---------- DATA SUPPLIED
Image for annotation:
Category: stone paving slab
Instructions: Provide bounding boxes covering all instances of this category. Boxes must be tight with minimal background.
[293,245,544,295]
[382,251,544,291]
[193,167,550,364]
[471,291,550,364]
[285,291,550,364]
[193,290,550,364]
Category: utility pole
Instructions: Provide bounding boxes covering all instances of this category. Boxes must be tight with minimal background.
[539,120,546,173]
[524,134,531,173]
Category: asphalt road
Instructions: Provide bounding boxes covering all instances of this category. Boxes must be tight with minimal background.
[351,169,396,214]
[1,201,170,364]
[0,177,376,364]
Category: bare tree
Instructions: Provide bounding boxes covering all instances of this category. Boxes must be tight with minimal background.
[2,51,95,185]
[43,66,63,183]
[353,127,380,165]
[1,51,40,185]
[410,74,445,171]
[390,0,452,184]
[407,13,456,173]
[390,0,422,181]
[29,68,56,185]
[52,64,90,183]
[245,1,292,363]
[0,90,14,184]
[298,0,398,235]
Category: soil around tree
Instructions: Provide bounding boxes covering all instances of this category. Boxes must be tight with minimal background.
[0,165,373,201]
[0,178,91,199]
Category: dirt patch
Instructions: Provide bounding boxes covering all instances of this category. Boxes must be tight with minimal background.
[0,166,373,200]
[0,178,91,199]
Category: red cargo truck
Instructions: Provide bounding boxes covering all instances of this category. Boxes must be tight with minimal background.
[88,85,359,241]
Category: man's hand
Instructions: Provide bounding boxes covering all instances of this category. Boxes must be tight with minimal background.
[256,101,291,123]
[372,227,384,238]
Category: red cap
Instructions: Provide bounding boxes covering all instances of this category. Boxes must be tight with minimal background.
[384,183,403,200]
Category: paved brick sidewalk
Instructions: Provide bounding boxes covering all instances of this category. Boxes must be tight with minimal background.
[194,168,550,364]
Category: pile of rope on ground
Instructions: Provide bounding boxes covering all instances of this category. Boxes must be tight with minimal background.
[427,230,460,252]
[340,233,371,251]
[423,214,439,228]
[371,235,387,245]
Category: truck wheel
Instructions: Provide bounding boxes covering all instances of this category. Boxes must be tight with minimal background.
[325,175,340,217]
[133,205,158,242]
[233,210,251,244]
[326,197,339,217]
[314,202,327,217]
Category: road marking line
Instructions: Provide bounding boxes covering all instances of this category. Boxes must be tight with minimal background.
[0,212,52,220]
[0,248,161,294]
--------------------
REQUIRED ACTION: Going down the listing above, begin printing at the line with "Category: asphalt road" and finish with the line with "Category: man's hand", exactly as they appear.

WRITTEN RESPONSE:
Category: asphalt road
Instructions: Provide bounding boxes covering all instances of this category. Boxes must be tight with minimal background.
[351,169,396,214]
[1,201,170,364]
[0,177,376,364]
Category: bare tree
Instructions: Provide bounding boxes covering all instances of this category. Boxes must be tight with minimal background.
[2,51,95,185]
[43,66,63,183]
[353,127,380,165]
[1,51,40,185]
[410,74,445,171]
[390,0,452,184]
[407,13,456,173]
[390,0,422,181]
[29,68,56,185]
[52,64,90,183]
[245,1,292,363]
[0,90,14,184]
[298,0,398,235]
Category: soil around tree
Instructions: Provide bounding boxes covering all instances of this category. Boxes must be tight with minimal background.
[0,165,373,201]
[0,178,91,199]
Category: dirt patch
Instructions: Provide bounding boxes covering all instances of this category. Boxes must be tight with minimal background.
[0,166,373,200]
[0,178,91,199]
Category: red cargo truck
Instructions: Provide bounding boxes covering all instances of this category. Boxes must be tight with minimal background.
[88,85,359,241]
Category: man's hand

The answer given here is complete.